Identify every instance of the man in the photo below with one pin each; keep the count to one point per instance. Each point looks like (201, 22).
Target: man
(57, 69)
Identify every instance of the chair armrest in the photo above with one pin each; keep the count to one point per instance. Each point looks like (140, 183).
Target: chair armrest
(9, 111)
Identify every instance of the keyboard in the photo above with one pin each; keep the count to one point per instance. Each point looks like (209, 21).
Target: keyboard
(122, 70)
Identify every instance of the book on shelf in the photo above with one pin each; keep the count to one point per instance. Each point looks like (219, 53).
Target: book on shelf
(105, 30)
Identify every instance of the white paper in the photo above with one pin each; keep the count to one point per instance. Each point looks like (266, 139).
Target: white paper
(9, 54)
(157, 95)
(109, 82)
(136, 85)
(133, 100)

* * *

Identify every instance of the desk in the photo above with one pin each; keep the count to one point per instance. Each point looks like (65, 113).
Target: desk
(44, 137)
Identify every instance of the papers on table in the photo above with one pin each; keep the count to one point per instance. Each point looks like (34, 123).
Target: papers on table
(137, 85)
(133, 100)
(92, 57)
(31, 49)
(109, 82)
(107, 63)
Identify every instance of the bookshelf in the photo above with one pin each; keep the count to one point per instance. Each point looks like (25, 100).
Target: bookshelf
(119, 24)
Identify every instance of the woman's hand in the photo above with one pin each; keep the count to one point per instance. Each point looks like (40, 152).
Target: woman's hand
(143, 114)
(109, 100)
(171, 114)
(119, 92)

* * *

**Task prompt:** Scan the material above for lines holding the string "like" and copy those lines.

**Exercise answer:**
Identify every instance of the man in the photo below with one pin each; keep the count to one point per instance. Each point looks like (201, 22).
Identify every instance of the chair armrest in the photo above with one pin each; keep the count to one point per instance. Each point looks like (140, 183).
Identify every instance of the keyboard in the photo above with one pin each; keep the count to one point per instance. Each point looks like (209, 21).
Identify every instance of the book on shelf in the photo above with one pin each; keep the count to one point per instance. Each point looks like (219, 53).
Identify every instance of the white paper in the photo above with one pin each; keep the count to one point per instance. Each point looks like (266, 139).
Identify every instance of the desk in the photo above with one pin each; keep the count to one point per instance. Each point looks like (65, 113).
Identify every instance of the papers on table in the photo above with one pin each; keep the count to one point per instance. Each point looks like (34, 123).
Identify every instance of the bookshelf in the photo above with one pin each; keep the count to one point per instance. Each point looks like (25, 100).
Identify every instance of the woman's hand in the photo above with one pin each; keep the count to one point per instance. Each point looks like (40, 152).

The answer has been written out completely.